**** PASSAGE TO READ
Model drift — Your model was 95% accurate on launch day. Three months later, real-world data has shifted and accuracy dropped to 78%. Nobody noticed because there are no metrics.
Latency spikes — Inference normally takes 20ms, but under load it spikes to 500ms. Users feel it. You do not find out until someone files a support ticket.
Resource waste — Memory leaks and CPU overuse are invisible without tooling. You are burning money on infrastructure you cannot optimize.
Silent failures — The worst one. Models can return wrong predictions without raising any errors. No exception, no crash log — just quietly incorrect results going to real users.

Production AI needs observability. Just like you would never run a web server without logs and metrics, you should not run an AI model without monitoring.

Meet the TIG Stack

Three tools, each with one job, working together:

Tool	Role	Port
InfluxDB	Time-series database — stores metrics with nanosecond timestamps	8086
Telegraf	Data collection agent — receives metrics from your app and forwards to InfluxDB	8080
Grafana	Visualization and alerting — queries InfluxDB and renders live dashboards	3000

Together they form the TIG Stack — battle-tested, used by thousands of teams worldwide, and completely free.

Architecture — How Data Flows

The data pipeline is simple and linear:

Your AI model (Python) generates metrics — latency, accuracy, batch size, memory usage.
Telegraf listens on an HTTP endpoint, collects the metrics, and forwards them to InfluxDB on a regular flush interval.
InfluxDB stores every data point with a nanosecond-precision timestamp.
Grafana queries InfluxDB using the Flux query language, renders live dashboards, and evaluates alert conditions continuously.

Prerequisites

Docker Desktop installed and running — everything runs in containers for a clean, reproducible setup.
Python 3.8+ — for the model instrumentation code.
A terminal — PowerShell, Bash, or CMD.
An AI model — scikit-learn, TensorFlow, PyTorch, or any model with a predict() method. If you do not have one, the included monitor.py has a demo model for testing.

Step 1 — Install InfluxDB

Run InfluxDB 2.7 in a Docker container with persistent data volumes:

docker run -d -p 8086:8086 \
  --name influxdb \
  -v influxdb-data:/var/lib/influxdb2 \
  -v influxdb-config:/etc/influxdb2 \
  influxdb:2.7

Verify it is running:

docker ps

Open http://localhost:8086 in your browser. You should see the InfluxDB welcome screen.

Step 2 — Configure InfluxDB

Click Get Started.
Create admin credentials — save these.
Set Organization to myorg.
Set Bucket to ai_metrics.
Click Continue, then Configure Later.
Go to Data → API Tokens → Generate Token → All Access Token.
********
TASK A: Please express the lines of the listing as a JSON list of strings, one string per line and no blank lines. Begin at the line that contains "If you could segment every instance of the frosted" and stop after the line that contains "128 91 L 120".
**** EXERCISE DATA
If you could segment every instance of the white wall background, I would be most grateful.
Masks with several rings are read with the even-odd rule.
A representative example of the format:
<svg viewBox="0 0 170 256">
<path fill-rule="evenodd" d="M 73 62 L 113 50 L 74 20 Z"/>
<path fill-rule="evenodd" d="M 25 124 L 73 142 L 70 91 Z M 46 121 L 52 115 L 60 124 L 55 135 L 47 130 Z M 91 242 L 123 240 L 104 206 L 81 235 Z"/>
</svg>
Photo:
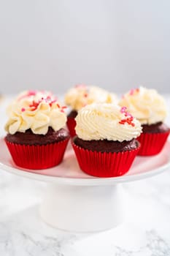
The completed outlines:
<svg viewBox="0 0 170 256">
<path fill-rule="evenodd" d="M 169 92 L 169 0 L 0 0 L 0 92 Z"/>
</svg>

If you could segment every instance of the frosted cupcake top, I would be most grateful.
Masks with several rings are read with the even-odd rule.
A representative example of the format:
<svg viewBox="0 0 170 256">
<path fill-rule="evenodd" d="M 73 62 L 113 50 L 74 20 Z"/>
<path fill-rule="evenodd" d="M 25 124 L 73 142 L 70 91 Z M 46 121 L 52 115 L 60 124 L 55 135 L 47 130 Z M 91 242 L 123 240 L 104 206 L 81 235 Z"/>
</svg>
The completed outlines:
<svg viewBox="0 0 170 256">
<path fill-rule="evenodd" d="M 5 130 L 12 135 L 25 132 L 28 129 L 34 134 L 45 135 L 49 127 L 58 131 L 66 122 L 65 108 L 50 92 L 23 91 L 7 109 L 9 118 Z"/>
<path fill-rule="evenodd" d="M 128 91 L 120 99 L 119 105 L 127 107 L 128 110 L 142 124 L 152 124 L 163 121 L 167 115 L 163 97 L 155 90 L 144 87 Z"/>
<path fill-rule="evenodd" d="M 86 105 L 93 102 L 111 103 L 116 96 L 97 86 L 77 85 L 70 89 L 65 96 L 65 103 L 78 111 Z"/>
<path fill-rule="evenodd" d="M 126 108 L 93 103 L 82 108 L 76 117 L 76 133 L 84 140 L 131 140 L 142 132 L 140 122 Z"/>
</svg>

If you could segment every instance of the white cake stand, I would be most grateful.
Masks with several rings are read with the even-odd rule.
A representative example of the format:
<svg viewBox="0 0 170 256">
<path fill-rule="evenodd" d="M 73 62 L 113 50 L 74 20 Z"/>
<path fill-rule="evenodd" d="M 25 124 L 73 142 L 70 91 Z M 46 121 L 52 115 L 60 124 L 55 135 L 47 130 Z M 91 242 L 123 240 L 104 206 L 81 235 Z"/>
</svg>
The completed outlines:
<svg viewBox="0 0 170 256">
<path fill-rule="evenodd" d="M 108 178 L 82 173 L 70 145 L 62 164 L 37 171 L 15 165 L 3 139 L 0 148 L 1 169 L 47 182 L 40 215 L 51 226 L 69 231 L 95 232 L 120 224 L 125 211 L 121 184 L 152 176 L 170 166 L 169 141 L 157 156 L 137 157 L 126 175 Z"/>
</svg>

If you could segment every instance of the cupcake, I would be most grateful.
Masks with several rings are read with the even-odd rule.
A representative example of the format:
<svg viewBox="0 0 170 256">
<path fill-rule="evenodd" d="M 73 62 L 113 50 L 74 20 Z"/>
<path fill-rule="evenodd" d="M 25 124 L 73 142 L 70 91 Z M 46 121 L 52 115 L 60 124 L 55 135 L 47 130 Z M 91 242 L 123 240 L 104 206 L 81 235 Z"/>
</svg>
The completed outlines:
<svg viewBox="0 0 170 256">
<path fill-rule="evenodd" d="M 128 172 L 140 147 L 135 138 L 142 127 L 125 108 L 93 103 L 79 110 L 76 123 L 72 146 L 82 170 L 97 177 Z"/>
<path fill-rule="evenodd" d="M 18 166 L 45 169 L 60 164 L 69 139 L 65 108 L 47 91 L 24 91 L 11 103 L 4 140 Z"/>
<path fill-rule="evenodd" d="M 119 105 L 125 106 L 142 124 L 143 132 L 137 138 L 141 143 L 139 155 L 160 153 L 170 131 L 164 124 L 167 110 L 163 97 L 154 89 L 139 87 L 126 93 Z"/>
<path fill-rule="evenodd" d="M 71 111 L 67 116 L 67 127 L 72 137 L 75 133 L 75 117 L 77 111 L 86 105 L 93 102 L 111 103 L 116 100 L 114 94 L 96 86 L 77 85 L 70 89 L 65 96 L 65 103 L 70 107 Z"/>
</svg>

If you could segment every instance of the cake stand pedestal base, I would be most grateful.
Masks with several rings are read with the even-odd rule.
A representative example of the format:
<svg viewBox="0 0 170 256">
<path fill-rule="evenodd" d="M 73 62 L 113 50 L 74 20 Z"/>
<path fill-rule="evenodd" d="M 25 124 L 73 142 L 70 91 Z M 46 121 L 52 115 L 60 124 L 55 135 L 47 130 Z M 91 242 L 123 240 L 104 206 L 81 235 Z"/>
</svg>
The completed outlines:
<svg viewBox="0 0 170 256">
<path fill-rule="evenodd" d="M 49 184 L 40 215 L 52 227 L 67 231 L 102 231 L 123 222 L 124 199 L 121 184 L 87 187 Z"/>
</svg>

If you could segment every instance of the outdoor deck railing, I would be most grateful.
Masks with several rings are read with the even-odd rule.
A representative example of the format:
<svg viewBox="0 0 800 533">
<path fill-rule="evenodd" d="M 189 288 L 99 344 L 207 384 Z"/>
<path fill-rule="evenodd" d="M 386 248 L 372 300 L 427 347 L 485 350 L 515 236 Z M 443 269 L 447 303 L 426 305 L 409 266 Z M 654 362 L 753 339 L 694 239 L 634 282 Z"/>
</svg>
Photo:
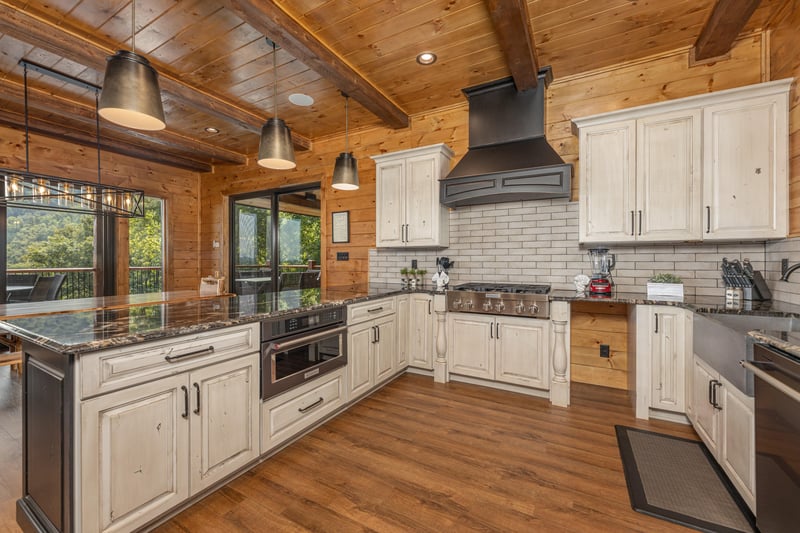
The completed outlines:
<svg viewBox="0 0 800 533">
<path fill-rule="evenodd" d="M 128 276 L 130 294 L 164 290 L 161 272 L 161 267 L 130 267 Z M 29 279 L 33 277 L 35 279 L 36 276 L 54 276 L 56 274 L 67 275 L 58 295 L 59 300 L 94 296 L 93 268 L 9 268 L 6 283 L 13 285 L 15 278 Z M 25 285 L 27 282 L 18 284 Z"/>
</svg>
********
TASK B: According to the TIG Stack text, which port does Grafana use?

EXERCISE ANSWER A:
[
  "If you could segment every instance of the frosted cupcake top, I would be most grateful.",
  "Masks with several rings are read with the even-odd rule.",
  "A representative example of the format:",
  "<svg viewBox=\"0 0 170 256\">",
  "<path fill-rule=\"evenodd\" d=\"M 73 62 L 113 50 L 74 20 Z\"/>",
  "<path fill-rule=\"evenodd\" d=\"M 25 124 L 73 142 L 70 91 Z M 46 121 L 52 115 L 60 124 L 55 135 L 47 130 Z M 91 242 L 123 240 L 104 206 L 81 235 Z\"/>",
  "</svg>",
  "The completed outlines:",
  "<svg viewBox=\"0 0 170 256\">",
  "<path fill-rule=\"evenodd\" d=\"M 5 130 L 12 135 L 25 132 L 28 129 L 34 134 L 45 135 L 49 127 L 58 131 L 66 122 L 65 108 L 50 92 L 23 91 L 7 109 L 9 118 Z\"/>",
  "<path fill-rule=\"evenodd\" d=\"M 128 91 L 120 99 L 119 105 L 127 107 L 128 110 L 142 124 L 152 124 L 163 121 L 167 115 L 163 97 L 155 90 L 144 87 Z\"/>"
]

EXERCISE ANSWER B: 3000